### [Given exercise a]
In the records below, extract every line from the one containing "Each instance of the clear sky" through the final line of the records, inclusive, and reproduce those lines verbatim.

In collaboration with coaches and administrators, Iamarino has led efforts that resulted in new members joining the conference, the creation of a Hall of Fame, the return to Asheville, N.C., for the basketball tournaments, and the launch of the SoCon Digital Network in the fall of 2014.
In the summer of 2011, the conference signed a multi-year agreement to have a minimum of 40 live events carried exclusively on ESPN3, including extended coverage of the men’s and women’s basketball tournament and conference tournament championships in baseball, men’s and women’s soccer, volleyball and softball. A minimum eight-game football schedule serves as a cornerstone to the package.
Iamarino recently signed an agreement for a broadcast television package with commercial stations owned by the Sinclair Broadcast Group. The SoCon hopes to have as many as 18 live events in several sports carried in 2014-15.
One of the most visible achievements during Iamarino’s tenure has been the creation of the Southern Conference Hall of Fame, whose inaugural class was enshrined on May 4, 2009. Among those who have been inducted are such sporting greats as Arnold Palmer, Jerry West, Sam Huff, Dick Groat, Frank Selvy, Rod Hundley and Lefty Driesell.
In May 2013, Iamarino worked with the conference presidents, chancellors and athletic directors to stabilize the membership by inviting East Tennessee State University, Mercer University and Virginia Military Institute to join in July 2014. Both ETSU and VMI were returning to the SoCon. The additions once more gave the conference a presence in the state of Virginia.
The SoCon has consistently ranked in the top 10 among all Division I conferences in the Academic Progress Rate (APR) and Iamarino has worked with the Council of Presidents to maintain a high academic standing for conference student-athletes. Almost 50 percent of all Southern Conference student-athletes earned inclusion on the SoCon’s Honor Roll, thereby owning a 3.0 GPA or better.
Iamarino, 59, has spent the past 30 years at the conference level, working at both the Sun Belt Conference and the Northeast Conference. Prior to joining the SoCon, he served as commissioner of the NEC for nine years. During that time, the conference launched its first website, approved athletic aid in the sport of football, increased television coverage from 12 to 30 basketball games, started its first TV coverage of football, and initiated more aggressive marketing and merchandising efforts.
At the Sun Belt, he spent 13 years in a variety of publicity, compliance and administrative positions, rising to the level of associate commissioner. When the original Sun Belt merged with the then-American South Conference in 1991, Iamarino was the lone staffer from the original organization to move to the new Sun Belt, heading the transition team for the first merger of two Division I conferences.
He entered the field of intercollegiate athletics as assistant sports information director at Georgetown University in 1979 before moving on to become sports information director at Jacksonville University.
Iamarino has been actively involved in a number of NCAA committees. He most recently served as chair of the Playing Rules Oversight Panel (PROP). Previously, he was a member of the Baseball Rules Committee and the FCS Football Governance Committee and has served on several sub-committees of the Collegiate Commissioners Association (CCA). He is a member of the CCA’s working group studying enhancements to women’s basketball.
Iamarino is a native of Monsey, N.Y., and a 1977 graduate of St. Bonaventure University, where he earned magna cum laude honors majoring in journalism. An amateur baseball historian, he is a member of the Society for American Baseball Research (SABR) and has been a contributor to Baseball Digest magazine. He resides in Spartanburg, S.C., with his wife, Mary Ann, and son, P.J.

(Object position labeling entries)
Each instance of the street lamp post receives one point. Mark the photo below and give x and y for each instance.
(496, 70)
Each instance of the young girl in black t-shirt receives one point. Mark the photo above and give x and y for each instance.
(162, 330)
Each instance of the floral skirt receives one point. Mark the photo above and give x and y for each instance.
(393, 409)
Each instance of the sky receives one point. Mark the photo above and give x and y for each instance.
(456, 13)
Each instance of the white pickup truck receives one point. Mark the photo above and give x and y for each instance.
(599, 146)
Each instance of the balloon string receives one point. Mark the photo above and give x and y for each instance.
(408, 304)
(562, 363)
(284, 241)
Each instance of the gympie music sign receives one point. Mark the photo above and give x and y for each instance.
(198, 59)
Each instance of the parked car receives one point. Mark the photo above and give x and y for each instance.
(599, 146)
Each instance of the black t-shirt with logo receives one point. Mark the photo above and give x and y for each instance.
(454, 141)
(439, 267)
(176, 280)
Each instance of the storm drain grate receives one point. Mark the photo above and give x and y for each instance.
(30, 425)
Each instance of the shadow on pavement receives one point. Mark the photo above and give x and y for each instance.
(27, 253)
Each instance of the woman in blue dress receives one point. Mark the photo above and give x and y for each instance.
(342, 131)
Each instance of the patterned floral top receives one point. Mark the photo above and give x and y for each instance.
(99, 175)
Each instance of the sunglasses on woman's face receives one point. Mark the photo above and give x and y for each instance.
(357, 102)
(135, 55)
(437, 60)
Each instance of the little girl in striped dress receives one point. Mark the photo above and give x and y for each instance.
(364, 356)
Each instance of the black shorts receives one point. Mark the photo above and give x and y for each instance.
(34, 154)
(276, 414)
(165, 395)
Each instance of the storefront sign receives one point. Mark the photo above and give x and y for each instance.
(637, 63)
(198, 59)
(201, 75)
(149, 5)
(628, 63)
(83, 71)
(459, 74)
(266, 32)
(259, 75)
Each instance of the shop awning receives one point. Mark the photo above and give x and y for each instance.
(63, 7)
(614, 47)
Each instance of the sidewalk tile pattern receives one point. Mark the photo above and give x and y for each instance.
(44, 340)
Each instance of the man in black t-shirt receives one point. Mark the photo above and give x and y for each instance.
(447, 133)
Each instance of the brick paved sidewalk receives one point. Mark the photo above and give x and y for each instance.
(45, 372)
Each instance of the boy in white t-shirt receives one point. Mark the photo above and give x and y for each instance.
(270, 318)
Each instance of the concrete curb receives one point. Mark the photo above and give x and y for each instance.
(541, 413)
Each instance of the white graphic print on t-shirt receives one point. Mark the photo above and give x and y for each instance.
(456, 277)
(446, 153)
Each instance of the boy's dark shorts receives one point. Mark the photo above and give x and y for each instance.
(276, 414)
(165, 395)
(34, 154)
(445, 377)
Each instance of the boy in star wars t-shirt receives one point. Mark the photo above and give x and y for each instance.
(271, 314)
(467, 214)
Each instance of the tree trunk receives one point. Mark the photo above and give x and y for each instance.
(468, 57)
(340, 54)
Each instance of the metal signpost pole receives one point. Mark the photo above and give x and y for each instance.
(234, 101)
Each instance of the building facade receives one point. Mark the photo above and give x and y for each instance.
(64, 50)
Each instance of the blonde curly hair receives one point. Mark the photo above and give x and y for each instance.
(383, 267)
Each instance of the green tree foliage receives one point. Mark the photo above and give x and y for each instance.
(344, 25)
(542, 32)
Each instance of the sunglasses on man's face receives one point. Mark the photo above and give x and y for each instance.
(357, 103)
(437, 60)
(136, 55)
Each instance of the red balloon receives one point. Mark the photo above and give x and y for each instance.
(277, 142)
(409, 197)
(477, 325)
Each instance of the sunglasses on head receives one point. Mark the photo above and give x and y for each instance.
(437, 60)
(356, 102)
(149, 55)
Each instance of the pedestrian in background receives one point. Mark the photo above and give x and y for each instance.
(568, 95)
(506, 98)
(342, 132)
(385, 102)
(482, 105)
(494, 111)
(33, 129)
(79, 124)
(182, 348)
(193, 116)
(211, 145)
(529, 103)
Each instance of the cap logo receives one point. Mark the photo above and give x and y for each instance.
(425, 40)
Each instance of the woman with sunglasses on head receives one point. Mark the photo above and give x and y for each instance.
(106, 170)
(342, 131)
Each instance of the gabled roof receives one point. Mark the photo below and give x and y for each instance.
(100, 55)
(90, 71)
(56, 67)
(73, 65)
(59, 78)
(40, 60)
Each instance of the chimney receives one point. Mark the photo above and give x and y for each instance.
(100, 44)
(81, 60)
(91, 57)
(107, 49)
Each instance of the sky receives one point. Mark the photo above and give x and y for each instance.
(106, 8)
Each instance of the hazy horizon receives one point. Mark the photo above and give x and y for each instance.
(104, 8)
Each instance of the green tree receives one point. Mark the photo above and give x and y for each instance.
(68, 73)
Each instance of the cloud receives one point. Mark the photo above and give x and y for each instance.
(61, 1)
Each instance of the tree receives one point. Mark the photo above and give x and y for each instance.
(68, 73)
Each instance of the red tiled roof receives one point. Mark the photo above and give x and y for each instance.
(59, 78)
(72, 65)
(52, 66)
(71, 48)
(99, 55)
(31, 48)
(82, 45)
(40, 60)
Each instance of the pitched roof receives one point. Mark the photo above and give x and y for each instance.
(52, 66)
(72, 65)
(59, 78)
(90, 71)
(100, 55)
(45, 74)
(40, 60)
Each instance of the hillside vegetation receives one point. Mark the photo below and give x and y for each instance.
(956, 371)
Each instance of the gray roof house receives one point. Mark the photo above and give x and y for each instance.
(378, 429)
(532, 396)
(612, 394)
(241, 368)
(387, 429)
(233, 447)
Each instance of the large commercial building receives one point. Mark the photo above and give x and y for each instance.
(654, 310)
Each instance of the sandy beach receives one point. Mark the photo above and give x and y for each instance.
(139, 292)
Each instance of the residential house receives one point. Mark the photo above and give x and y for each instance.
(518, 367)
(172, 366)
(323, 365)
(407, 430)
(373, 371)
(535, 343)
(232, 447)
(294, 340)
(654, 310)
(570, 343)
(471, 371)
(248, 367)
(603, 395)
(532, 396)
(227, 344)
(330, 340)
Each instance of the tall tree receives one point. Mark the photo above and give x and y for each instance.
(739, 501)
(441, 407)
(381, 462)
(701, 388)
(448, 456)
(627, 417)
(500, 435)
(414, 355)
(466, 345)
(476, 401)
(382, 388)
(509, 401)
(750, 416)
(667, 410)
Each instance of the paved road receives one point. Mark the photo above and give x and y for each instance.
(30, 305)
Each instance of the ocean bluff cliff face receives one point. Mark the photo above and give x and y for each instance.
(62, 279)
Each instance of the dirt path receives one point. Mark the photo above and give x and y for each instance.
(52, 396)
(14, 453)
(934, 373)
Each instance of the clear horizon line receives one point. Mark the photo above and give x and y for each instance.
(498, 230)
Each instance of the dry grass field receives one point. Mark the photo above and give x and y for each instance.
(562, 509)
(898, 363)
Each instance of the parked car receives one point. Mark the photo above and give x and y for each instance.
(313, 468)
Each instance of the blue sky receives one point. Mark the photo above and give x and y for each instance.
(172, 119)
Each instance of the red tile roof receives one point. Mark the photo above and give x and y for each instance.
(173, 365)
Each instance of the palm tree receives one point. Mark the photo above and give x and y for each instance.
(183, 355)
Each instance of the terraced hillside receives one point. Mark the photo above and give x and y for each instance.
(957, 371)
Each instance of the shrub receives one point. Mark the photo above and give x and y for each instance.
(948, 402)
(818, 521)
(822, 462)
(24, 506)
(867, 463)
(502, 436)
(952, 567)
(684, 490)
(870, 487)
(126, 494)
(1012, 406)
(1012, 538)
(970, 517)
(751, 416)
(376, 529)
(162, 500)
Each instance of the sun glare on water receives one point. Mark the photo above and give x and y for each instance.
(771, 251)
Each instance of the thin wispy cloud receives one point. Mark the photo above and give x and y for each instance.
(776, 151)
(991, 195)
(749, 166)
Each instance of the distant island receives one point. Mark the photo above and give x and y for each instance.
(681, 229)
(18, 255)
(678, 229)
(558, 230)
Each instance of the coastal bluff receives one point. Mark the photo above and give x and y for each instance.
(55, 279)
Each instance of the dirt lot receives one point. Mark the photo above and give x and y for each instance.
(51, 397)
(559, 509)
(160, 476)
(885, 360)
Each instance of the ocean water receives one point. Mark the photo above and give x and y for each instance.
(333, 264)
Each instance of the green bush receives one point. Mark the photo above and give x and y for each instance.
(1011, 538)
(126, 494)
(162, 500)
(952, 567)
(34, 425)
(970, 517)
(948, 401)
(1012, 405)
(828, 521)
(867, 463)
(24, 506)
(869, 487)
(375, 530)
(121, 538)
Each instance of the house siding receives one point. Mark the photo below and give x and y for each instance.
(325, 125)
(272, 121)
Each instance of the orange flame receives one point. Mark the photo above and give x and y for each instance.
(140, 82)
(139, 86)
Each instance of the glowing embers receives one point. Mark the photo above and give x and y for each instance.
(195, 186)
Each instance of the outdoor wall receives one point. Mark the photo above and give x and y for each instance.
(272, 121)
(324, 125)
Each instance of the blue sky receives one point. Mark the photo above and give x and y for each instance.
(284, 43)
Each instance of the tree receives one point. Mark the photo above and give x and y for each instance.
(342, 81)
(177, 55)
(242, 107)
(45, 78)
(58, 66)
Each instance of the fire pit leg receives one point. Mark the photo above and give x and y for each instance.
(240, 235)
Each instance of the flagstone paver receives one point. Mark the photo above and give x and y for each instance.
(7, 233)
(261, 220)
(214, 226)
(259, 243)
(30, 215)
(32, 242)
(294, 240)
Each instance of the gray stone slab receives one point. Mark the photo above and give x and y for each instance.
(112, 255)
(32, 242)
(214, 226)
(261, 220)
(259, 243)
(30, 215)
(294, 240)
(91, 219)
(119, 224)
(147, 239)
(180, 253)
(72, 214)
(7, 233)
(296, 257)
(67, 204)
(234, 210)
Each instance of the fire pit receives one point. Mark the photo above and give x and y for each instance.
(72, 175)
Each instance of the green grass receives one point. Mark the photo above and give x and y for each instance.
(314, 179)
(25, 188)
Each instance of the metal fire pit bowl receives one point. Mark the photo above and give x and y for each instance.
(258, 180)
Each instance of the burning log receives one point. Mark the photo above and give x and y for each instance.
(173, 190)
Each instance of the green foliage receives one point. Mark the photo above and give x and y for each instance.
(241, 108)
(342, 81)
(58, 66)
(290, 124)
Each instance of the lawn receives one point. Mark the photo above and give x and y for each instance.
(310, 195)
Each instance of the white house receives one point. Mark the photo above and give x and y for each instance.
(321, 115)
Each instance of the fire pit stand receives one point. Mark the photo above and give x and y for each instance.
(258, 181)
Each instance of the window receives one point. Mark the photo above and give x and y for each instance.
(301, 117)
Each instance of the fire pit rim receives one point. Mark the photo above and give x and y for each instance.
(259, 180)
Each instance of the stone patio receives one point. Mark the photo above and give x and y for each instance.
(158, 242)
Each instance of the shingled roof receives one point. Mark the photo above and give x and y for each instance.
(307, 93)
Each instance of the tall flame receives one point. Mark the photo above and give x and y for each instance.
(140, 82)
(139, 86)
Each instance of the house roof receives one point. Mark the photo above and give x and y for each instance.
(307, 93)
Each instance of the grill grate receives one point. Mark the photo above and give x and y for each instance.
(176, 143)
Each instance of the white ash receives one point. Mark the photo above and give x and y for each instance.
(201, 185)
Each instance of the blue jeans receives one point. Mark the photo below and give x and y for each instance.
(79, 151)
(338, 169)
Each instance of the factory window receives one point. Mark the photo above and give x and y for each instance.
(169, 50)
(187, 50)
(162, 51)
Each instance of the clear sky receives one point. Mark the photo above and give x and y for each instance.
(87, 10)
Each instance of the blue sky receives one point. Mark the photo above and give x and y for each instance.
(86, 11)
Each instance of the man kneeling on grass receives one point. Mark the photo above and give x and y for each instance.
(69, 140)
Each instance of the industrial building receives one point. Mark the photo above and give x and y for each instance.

### [Given exercise b]
Copy the passage of the Iamarino biography between "Iamarino recently signed" and "carried in 2014-15.", inclusive, without altering a word.

### [Final result a]
Each instance of the clear sky receives one point. Mark the photo above and give x and y for each instance.
(87, 10)
Each instance of the blue sky receives one point. Mark the photo above and give x and y for each instance.
(86, 11)
Each instance of the man kneeling on grass receives one point. Mark the photo above and give x and y for each instance.
(69, 140)
Each instance of the industrial building receives one point. Mark the photo above and give x and y for each instance.

### [Final result b]
Iamarino recently signed an agreement for a broadcast television package with commercial stations owned by the Sinclair Broadcast Group. The SoCon hopes to have as many as 18 live events in several sports carried in 2014-15.